# Selected extract:
* start *
And it would make sense that the same rules also apply to subtraction.
But if you think infinity will stay the same whatever you add or subtract, then think again.
Suppose that in the morning, all the guests left.
The number of occupied rooms would be infinity minus infinity, but it would be zero.
So infinity minus infinity could be zero.
Or it could be one.
If I stayed on and all the other guests left, infinity minus infinity would be one in that case.
So there's no definite answer.
That's why you have to be very careful dealing with infinity.
It's a very slippery concept.
What if I and two other people stayed, say? Then infinity minus infinity would be three.
So it could be anything you like.
RECEPTION BELL RINGS - Good morning, sir.
- Good morning.
- How are you? - I'm fine, thank you.
- Can I help you? Yes.
- Can I check in, please? HE LAUGHS Oh, God! HE LAUGHS This is one of the reasons why you have to very careful dealing with a slippery character like infinity.
Not to be trusted.
Is infinity real? Well, not to most people, but you can't do mathematics without infinity.
So if you don't feel comfortable with that then you're probably not going to become a mathematician.
Get any mathematician to tell you about what he or she is doing at the moment, and their imagination will somehow be full of this idea of infinity.
Infinity is like a landscape in which you work.
a place in which you do mathematics.
It's not a real place.
You can't actually go there, except in your imagination.
* end *
# Exercise aim:
Carry on the passage about infinity, starting right after its final sentence. The material that comes after this passage has no connection to it.

# Record set:
* start *
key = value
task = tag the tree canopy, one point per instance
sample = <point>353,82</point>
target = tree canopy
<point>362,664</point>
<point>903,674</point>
* end *
# Exercise result:
But to those who do mathematics, it seems very real indeed.
But you see one of the problems with infinity is that it has some paradoxical properties and very basic questions about infinity that we can't answer.
So you do have to be a little careful.
It's like having a polar bear as a pet, you've grown up together, he's a wonderful pet, he's big, he's fast, he plays in the snow beautifully, but there's always the chance that one day he'll get annoyed with you and bite off your head.
So, we are playing with fire, I think.
The paradoxes associated with infinity make some mathematicians uncomfortable.
Not least Professor Doron Zeilberger.
I first came across infinity like everybody else in a very early childhood when you start counting.
First you count to three, then to four, then to five then to ten, then to 100 and eventually you realise that you can keep counting forever.
Hence there is an infinity.
341, 342, 343 63,789, 63,790, 63 etc, etc, ad infinitum.
But I don't think I ever liked it.
I always found something repulsive about it.
TYPEWRITER KEYS CLICK I prefer finite mathematics much more to infinite mathematics.
I think that it's much more natural much more appealing and the theory is much more beautiful.
It is very concrete.
It's something you can touch, something you can feel, something you can relate to.
Infinite mathematics, to me, is meaningless because it's like abstract nonsense.
In my opinion, infinity is only a fiction of the human mind.
But not believing in infinity leaves Professor Zeilberger with a problem.
If the numbers don't go on forever, where do they end? When you start counting, you seemingly can go forever, but eventually you will reach the biggest number and then when you add one to it you go back to zero.
- You go back to zero? - Yeah.
How is that possible? How is it not possible? Have you ever been there? The biggest number is much bigger than anybody can ever think of.
It's bigger than a googol, bigger than a googolplex, bigger than a googolplex to the power of a googolplex.
It's so big, we can never envision it.
Nevertheless there is a biggest number and if you keep counting after that big number, we get back to zero.
Like when we walk around our planet, if you keep walking, eventually we get back to the place we started.
And if you think that this is ridiculous.
Look at the alternative.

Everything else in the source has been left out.